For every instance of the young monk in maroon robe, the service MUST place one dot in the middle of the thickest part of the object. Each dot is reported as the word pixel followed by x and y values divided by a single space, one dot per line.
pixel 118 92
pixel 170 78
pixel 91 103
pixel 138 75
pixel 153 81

— TASK OBJECTIVE —
Without leaving anything out, repeat the data exactly.

— PROBLEM SOLUTION —
For every instance of the young monk in maroon robe, the service MUST place one dot in the middle of the thickest part of the object. Each dot is reported as the word pixel followed by x and y values divided by a single space, one dot per line.
pixel 118 92
pixel 170 78
pixel 91 103
pixel 138 75
pixel 153 81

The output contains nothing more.